=== SUPPLIED MATERIAL ===

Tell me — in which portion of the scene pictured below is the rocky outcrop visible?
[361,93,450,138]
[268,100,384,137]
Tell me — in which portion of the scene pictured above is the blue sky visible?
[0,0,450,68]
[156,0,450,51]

=== PROBLEM DETAILS ===
Copy the lines above verbatim, preserving every character, bracket, and line break.

=== RESPONSE ===
Tell me — in which portion of the scene pictured below is the rocky outcrop visible?
[361,93,450,138]
[268,100,384,137]
Tell me — in which portion of the scene pictured above is the blue sky visible?
[0,0,450,68]
[156,0,450,51]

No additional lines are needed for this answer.